◆ Written instruction: Format every line of the records below as a Markdown table with the columns Row and Line: Row holds a running number and Line holds the text of that line. Skip blank lines and leave the pictures out.

◆ Provided information:
>> BEGIN

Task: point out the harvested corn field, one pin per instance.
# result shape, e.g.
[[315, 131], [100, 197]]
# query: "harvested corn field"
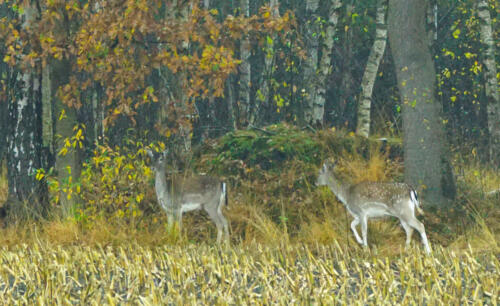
[[257, 274]]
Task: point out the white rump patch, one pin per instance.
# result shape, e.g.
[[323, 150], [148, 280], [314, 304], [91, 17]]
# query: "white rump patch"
[[223, 195], [414, 197], [190, 207]]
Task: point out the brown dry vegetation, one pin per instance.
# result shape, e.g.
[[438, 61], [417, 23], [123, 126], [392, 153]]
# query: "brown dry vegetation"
[[290, 243]]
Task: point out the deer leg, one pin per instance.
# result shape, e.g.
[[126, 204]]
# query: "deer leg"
[[420, 228], [179, 220], [409, 231], [224, 224], [364, 230], [214, 216], [355, 223]]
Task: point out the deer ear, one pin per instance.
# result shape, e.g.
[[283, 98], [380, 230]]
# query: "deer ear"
[[325, 166], [150, 153]]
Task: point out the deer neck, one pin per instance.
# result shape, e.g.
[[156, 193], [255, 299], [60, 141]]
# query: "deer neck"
[[339, 189]]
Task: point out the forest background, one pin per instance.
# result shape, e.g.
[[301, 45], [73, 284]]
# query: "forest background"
[[258, 93], [251, 91]]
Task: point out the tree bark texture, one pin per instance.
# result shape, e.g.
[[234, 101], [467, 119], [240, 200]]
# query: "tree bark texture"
[[425, 150], [311, 37], [68, 166], [432, 21], [244, 69], [325, 66], [263, 94], [491, 81], [27, 195], [370, 74]]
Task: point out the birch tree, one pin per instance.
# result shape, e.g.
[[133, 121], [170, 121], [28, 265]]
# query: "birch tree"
[[244, 70], [371, 70], [491, 81], [325, 66], [311, 37], [27, 194]]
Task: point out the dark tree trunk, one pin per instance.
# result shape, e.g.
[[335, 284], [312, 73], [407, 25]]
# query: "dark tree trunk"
[[426, 156]]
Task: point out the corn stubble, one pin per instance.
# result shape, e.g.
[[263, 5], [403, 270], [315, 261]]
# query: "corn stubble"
[[253, 274]]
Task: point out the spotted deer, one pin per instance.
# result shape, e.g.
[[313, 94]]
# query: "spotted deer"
[[179, 194], [375, 199]]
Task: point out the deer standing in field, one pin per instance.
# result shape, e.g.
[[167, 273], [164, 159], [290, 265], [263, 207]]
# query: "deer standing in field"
[[181, 194], [375, 199]]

>> END

◆ The reply:
| Row | Line |
|---|---|
| 1 | Task: point out the harvested corn field, one pin per instance. |
| 2 | # result shape, e.g. |
| 3 | [[315, 131], [100, 197]] |
| 4 | # query: "harvested corn field" |
| 5 | [[257, 274]] |
| 6 | Task: point out the white rump patch, one pin per instance. |
| 7 | # result shape, e.g. |
| 8 | [[323, 150], [148, 280], [314, 304], [91, 17]] |
| 9 | # query: "white rump patch" |
| 10 | [[223, 195], [414, 197], [190, 207]] |
| 11 | Task: point out the brown dry vegetation, one pin per instance. |
| 12 | # result shape, e.g. |
| 13 | [[438, 61], [417, 23], [123, 126], [392, 153]] |
| 14 | # query: "brown dry vegetation" |
| 15 | [[290, 243]] |
| 16 | Task: point out the deer leg, one pin per instance. |
| 17 | # result shape, e.g. |
| 18 | [[126, 204]] |
| 19 | # query: "deer leg" |
| 20 | [[420, 228], [179, 220], [409, 231], [224, 224], [364, 230], [214, 216], [355, 223]] |
| 21 | Task: point out the deer ear, one pin per instance. |
| 22 | # result shape, e.g. |
| 23 | [[283, 98], [380, 230]] |
| 24 | # query: "deer ear" |
| 25 | [[325, 166], [150, 153]] |
| 26 | Task: point out the deer neck, one pin per instance. |
| 27 | # result shape, e.g. |
| 28 | [[156, 193], [255, 299], [60, 141]] |
| 29 | # query: "deer neck" |
| 30 | [[339, 189]] |
| 31 | Task: point out the forest background, one pin per instance. |
| 32 | # result shape, e.g. |
| 33 | [[301, 45], [73, 284]] |
| 34 | # query: "forest background" |
| 35 | [[258, 93], [251, 91]] |
| 36 | Task: point out the tree bark texture, one pin per instance. |
| 37 | # result shape, e.g. |
| 38 | [[234, 101], [467, 119], [240, 200]] |
| 39 | # query: "tree bark texture" |
| 40 | [[425, 150], [311, 37], [68, 166], [432, 21], [244, 69], [325, 66], [263, 94], [491, 81], [27, 195], [370, 74]] |
| 41 | Task: point out the birch tree, one pin per instance. |
| 42 | # result shape, e.g. |
| 43 | [[133, 121], [170, 121], [28, 265]] |
| 44 | # query: "birch tree" |
| 45 | [[244, 70], [371, 70], [491, 81], [325, 66], [311, 37], [27, 194]] |
| 46 | Task: point out the dark tree trunk, one pin per instance. |
| 47 | # result shape, e.g. |
| 48 | [[335, 284], [312, 73], [407, 25]] |
| 49 | # query: "dark tree trunk" |
| 50 | [[426, 156]] |
| 51 | Task: point out the corn stubble, one pin per instance. |
| 52 | # result shape, e.g. |
| 53 | [[263, 5], [403, 270], [315, 261]] |
| 54 | # query: "corn stubble" |
| 55 | [[253, 274]] |
| 56 | Task: point out the spotted deer, one pin per instance. |
| 57 | # result shape, e.g. |
| 58 | [[313, 94]] |
| 59 | # query: "spotted deer" |
| 60 | [[179, 194], [375, 199]] |
| 61 | Task: point out the deer standing in field, one pin per instance. |
| 62 | # result shape, e.g. |
| 63 | [[167, 273], [164, 159], [290, 265], [263, 207]] |
| 64 | # query: "deer standing in field" |
| 65 | [[181, 194], [375, 199]] |